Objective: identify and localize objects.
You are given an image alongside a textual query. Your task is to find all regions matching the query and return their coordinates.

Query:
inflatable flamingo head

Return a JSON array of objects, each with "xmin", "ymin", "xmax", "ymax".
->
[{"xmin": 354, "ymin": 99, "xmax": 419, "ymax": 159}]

## WORK REQUIRED
Reproduce every row above word for word, with no changes.

## EXPECTED ANSWER
Objective: identify and localize objects.
You are given an image alongside a textual query. Your task is to find all regions matching the query and return their coordinates.

Query:
inflatable flamingo head

Return a JSON array of objects, each with "xmin", "ymin", "xmax", "ymax".
->
[{"xmin": 354, "ymin": 99, "xmax": 419, "ymax": 159}]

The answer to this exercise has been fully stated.